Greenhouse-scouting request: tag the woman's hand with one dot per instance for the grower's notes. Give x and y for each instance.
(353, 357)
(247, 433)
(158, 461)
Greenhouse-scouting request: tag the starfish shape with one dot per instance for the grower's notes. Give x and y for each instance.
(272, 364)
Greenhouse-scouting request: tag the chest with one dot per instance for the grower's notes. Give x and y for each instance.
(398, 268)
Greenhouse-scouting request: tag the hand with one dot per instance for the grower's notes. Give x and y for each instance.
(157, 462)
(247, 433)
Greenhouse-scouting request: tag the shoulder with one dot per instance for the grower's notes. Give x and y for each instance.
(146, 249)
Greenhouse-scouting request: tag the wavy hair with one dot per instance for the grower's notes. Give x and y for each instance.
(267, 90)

---+---

### OBJECTIVE
Return exactly the lines from the one containing "Greenhouse-scouting request: tag the chest" through the last line of the records above, both included, and nothing else.

### SOLVED EXERCISE
Greenhouse-scouting request: tag the chest with one dot per instance for the grower's notes. Give x and y for each instance.
(398, 268)
Greenhouse-scouting request: tag the hand with one dot per instance for the grower's notes. Give x and y for each instance.
(157, 462)
(247, 433)
Greenhouse-scouting request: tag the shoulder with one dot per instance for the grower's notes. Give x and y for each instance.
(146, 249)
Greenhouse-scouting request: tag the wavy hair with one dot per instance for the grower's notes. Give x and y for each instance.
(267, 90)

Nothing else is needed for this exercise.